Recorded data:
BEGIN
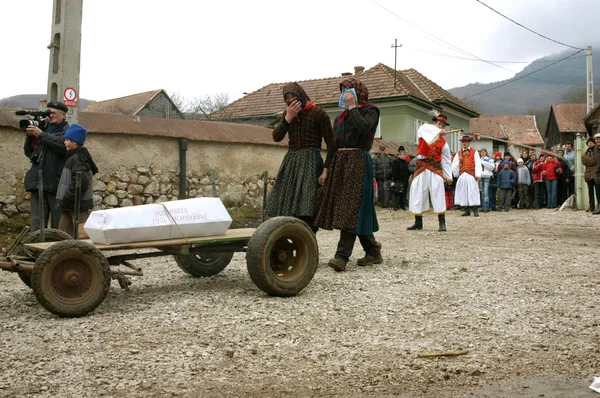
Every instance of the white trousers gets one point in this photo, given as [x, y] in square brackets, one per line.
[425, 187]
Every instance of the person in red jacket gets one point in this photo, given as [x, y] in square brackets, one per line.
[539, 186]
[550, 173]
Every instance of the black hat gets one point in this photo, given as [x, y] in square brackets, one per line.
[57, 105]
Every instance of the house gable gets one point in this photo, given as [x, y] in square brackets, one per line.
[154, 103]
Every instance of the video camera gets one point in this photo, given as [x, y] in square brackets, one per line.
[38, 119]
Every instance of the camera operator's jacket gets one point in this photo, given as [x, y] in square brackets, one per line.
[47, 151]
[78, 159]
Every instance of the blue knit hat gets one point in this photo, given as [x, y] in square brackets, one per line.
[76, 133]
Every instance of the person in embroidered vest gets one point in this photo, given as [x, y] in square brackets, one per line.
[78, 159]
[466, 165]
[434, 167]
[307, 126]
[345, 200]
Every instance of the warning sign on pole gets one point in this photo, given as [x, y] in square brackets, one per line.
[70, 97]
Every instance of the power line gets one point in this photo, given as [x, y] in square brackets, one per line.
[440, 39]
[524, 76]
[475, 59]
[525, 27]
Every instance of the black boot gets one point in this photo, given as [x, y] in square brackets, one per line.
[417, 225]
[442, 219]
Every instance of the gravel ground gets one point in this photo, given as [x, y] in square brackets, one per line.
[518, 290]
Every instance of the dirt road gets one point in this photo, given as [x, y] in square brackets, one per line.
[518, 290]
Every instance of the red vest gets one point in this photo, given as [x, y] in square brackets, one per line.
[467, 162]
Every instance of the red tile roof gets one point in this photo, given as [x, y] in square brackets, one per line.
[569, 117]
[520, 129]
[379, 79]
[129, 105]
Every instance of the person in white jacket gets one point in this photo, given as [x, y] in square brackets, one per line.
[487, 172]
[466, 165]
[433, 168]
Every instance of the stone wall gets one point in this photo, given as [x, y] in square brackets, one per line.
[140, 169]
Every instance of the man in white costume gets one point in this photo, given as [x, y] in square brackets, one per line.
[466, 165]
[434, 166]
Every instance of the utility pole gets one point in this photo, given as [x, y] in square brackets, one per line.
[395, 47]
[65, 55]
[590, 79]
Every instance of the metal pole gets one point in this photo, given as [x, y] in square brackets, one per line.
[265, 183]
[41, 205]
[213, 178]
[182, 168]
[590, 79]
[77, 205]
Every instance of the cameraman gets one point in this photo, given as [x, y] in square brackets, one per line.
[588, 159]
[46, 151]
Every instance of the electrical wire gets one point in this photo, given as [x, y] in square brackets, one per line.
[455, 48]
[522, 77]
[525, 27]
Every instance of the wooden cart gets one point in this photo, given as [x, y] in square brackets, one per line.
[72, 277]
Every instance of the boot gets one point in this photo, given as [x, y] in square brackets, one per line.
[442, 220]
[338, 264]
[417, 225]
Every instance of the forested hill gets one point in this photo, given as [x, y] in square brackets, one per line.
[539, 90]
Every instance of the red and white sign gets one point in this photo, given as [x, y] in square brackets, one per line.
[70, 97]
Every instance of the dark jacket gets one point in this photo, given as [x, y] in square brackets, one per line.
[587, 159]
[48, 153]
[506, 179]
[79, 159]
[597, 168]
[382, 167]
[566, 171]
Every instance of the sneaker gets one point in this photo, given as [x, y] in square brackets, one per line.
[369, 260]
[338, 264]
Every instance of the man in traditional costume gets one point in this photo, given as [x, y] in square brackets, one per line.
[434, 167]
[466, 165]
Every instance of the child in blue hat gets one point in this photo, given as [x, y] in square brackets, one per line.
[79, 159]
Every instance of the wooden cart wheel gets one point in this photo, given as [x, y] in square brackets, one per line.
[50, 235]
[203, 264]
[71, 278]
[282, 256]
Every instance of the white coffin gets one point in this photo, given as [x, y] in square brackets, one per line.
[194, 217]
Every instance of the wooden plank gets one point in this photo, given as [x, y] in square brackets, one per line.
[231, 235]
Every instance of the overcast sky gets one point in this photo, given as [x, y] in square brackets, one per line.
[198, 48]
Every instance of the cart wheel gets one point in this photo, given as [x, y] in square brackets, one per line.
[50, 235]
[282, 256]
[203, 263]
[71, 278]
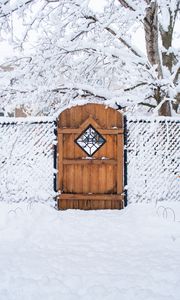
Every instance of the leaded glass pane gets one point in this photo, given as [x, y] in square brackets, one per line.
[90, 140]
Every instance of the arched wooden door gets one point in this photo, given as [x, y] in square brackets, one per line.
[90, 158]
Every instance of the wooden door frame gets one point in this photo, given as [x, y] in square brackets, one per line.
[121, 161]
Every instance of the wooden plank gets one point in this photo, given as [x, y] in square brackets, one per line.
[89, 162]
[79, 130]
[120, 158]
[104, 197]
[60, 162]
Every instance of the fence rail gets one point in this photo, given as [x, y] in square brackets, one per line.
[153, 158]
[27, 159]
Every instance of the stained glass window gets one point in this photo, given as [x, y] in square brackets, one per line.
[90, 140]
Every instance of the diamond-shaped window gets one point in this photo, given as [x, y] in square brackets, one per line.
[90, 140]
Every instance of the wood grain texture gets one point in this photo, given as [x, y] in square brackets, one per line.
[90, 183]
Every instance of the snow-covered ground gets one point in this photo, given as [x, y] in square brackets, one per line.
[132, 254]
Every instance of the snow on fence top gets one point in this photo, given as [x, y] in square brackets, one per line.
[26, 159]
[153, 157]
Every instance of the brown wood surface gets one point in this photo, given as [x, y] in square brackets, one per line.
[90, 183]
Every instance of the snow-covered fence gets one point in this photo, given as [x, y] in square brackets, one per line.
[153, 156]
[26, 159]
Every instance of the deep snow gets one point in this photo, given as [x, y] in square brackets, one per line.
[132, 254]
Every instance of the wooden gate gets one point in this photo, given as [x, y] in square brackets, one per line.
[90, 158]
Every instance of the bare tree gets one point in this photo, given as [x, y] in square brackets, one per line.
[82, 53]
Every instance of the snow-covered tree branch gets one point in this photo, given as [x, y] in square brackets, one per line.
[81, 52]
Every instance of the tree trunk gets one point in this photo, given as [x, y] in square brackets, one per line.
[151, 28]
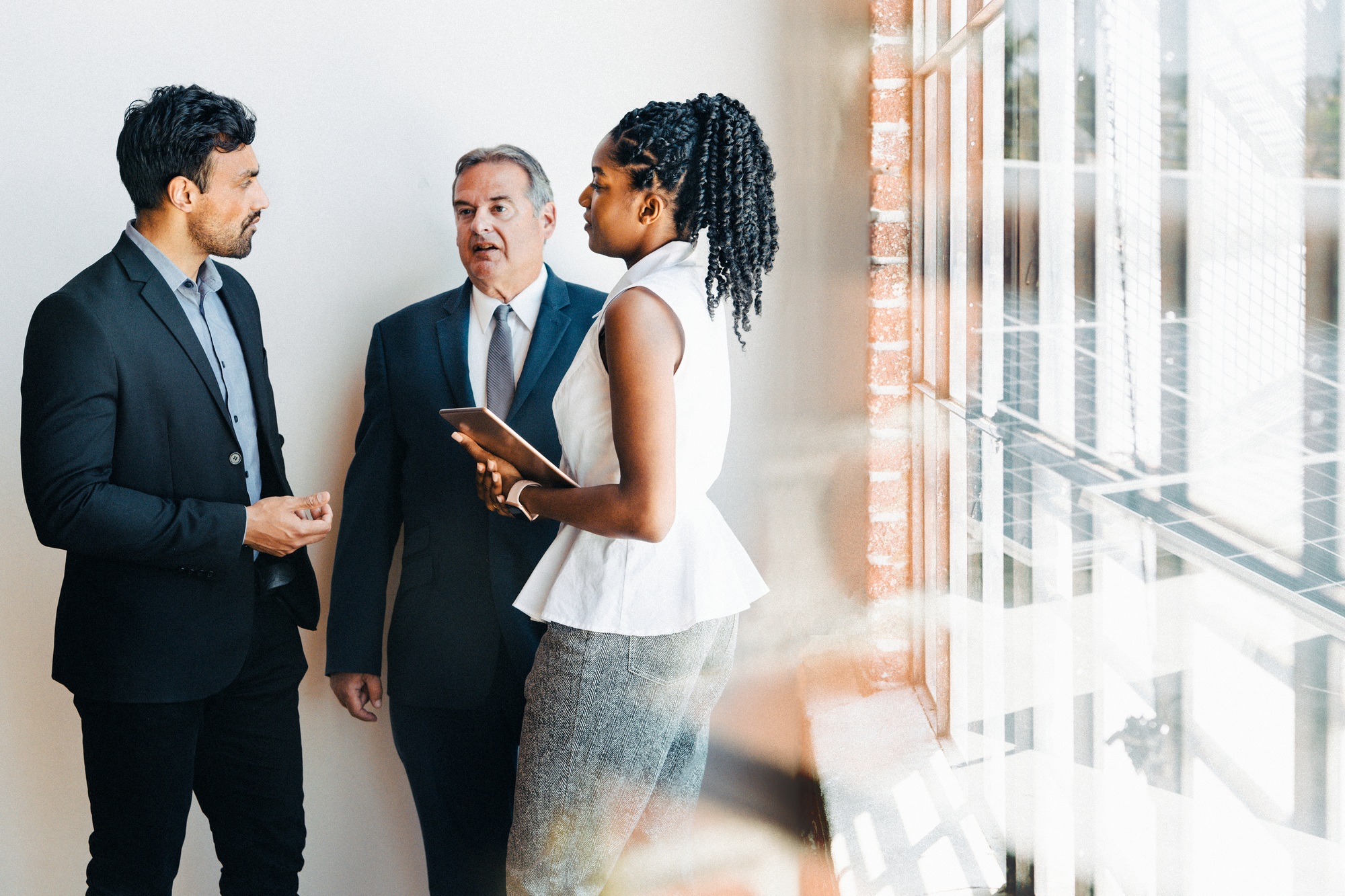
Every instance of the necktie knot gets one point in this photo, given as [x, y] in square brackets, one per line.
[500, 365]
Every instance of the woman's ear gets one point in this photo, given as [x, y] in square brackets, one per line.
[653, 208]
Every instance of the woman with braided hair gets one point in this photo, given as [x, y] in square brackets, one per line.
[645, 583]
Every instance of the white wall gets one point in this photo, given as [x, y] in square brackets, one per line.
[362, 110]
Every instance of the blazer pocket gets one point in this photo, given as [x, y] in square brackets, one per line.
[418, 560]
[668, 659]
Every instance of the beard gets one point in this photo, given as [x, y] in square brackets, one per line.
[223, 239]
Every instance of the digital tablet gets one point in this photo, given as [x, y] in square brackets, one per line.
[494, 435]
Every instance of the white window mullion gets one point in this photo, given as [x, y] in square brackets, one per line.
[993, 217]
[1056, 231]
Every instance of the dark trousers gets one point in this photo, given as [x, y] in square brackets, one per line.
[239, 751]
[461, 764]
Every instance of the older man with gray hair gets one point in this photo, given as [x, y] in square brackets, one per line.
[458, 651]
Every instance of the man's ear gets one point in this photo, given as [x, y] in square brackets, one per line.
[548, 220]
[184, 194]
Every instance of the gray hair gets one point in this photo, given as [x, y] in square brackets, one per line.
[539, 185]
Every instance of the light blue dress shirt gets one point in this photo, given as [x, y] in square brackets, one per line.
[209, 319]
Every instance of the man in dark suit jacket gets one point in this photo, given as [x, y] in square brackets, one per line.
[153, 456]
[458, 651]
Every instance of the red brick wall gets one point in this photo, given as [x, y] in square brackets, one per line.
[890, 330]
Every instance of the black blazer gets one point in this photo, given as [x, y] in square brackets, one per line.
[126, 447]
[462, 565]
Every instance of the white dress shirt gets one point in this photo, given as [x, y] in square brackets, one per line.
[527, 306]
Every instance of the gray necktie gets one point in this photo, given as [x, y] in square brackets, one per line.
[500, 366]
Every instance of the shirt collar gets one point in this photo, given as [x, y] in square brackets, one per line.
[668, 255]
[527, 304]
[173, 275]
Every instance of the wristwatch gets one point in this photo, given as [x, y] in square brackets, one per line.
[512, 499]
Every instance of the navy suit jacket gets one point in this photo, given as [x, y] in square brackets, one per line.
[462, 565]
[127, 451]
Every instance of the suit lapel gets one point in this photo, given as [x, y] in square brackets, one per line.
[453, 345]
[169, 310]
[552, 323]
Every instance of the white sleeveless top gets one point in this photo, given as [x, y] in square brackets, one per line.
[699, 571]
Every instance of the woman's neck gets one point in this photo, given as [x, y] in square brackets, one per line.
[652, 244]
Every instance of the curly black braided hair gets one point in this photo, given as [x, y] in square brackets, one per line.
[711, 157]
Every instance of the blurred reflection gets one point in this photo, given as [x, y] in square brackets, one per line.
[1129, 439]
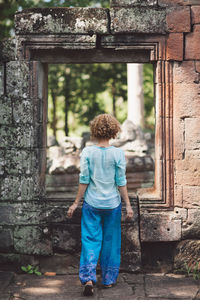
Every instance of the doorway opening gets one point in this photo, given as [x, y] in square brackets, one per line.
[79, 92]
END
_Task statement_:
Starting at the line that holds "Every instance of the man in dark", print each line through the last one of the entries above, exactly and with both ends included; no pictures.

_Your solution_:
Every instance of the man in dark suit jacket gets one point in this photo, given as [x, y] in square brackets, one per line.
[153, 456]
[458, 651]
Every instance of the red brick wall gets one point in this photo, given as [x, y] in square brackets, one per line.
[890, 330]
Every instance of the black blazer gets one point in this photo, given as [x, y] in square brackets, one per line.
[126, 447]
[462, 565]
Every instance of the white dress shirt gets one point in this photo, given as [x, y] in square brackets, one per line.
[527, 306]
Every instance of the gray necktie gets one point in this photo, given as [x, y] in square brackets, one per line.
[500, 366]
Every instance of the shirt collar gets one point in this photo, given as [x, y] in square brackets, one per line.
[668, 255]
[527, 304]
[173, 275]
Every instance of the wristwatch gets one point in this photo, given as [x, y] in square brackets, one per line.
[512, 499]
Every instance of the navy suit jacket gets one point in this photo, given as [x, y] in square brackets, one per line.
[462, 565]
[127, 451]
Every instance of the suit lapel gets one point in this photo, given as [x, y] in square brackets, one per line.
[453, 345]
[169, 310]
[552, 323]
Every instance of the white sleeveless top gets one point in this photo, given as [x, y] in square brackets, one per line.
[699, 571]
Every instance of the woman's neck gets one point in this photo, given as [x, y] in square brackets, one per line.
[652, 244]
Every instance of the curly black braided hair gets one point in this photo, given as [x, y] in square brackets, one per line.
[711, 157]
Every instance of the blurred reflection gets one point in this photo, given as [x, y] in square brackets, one per line.
[1129, 439]
Every instance of the doorway opening gets one point in this photo, given as [x, y] in square brackets, one per line.
[79, 92]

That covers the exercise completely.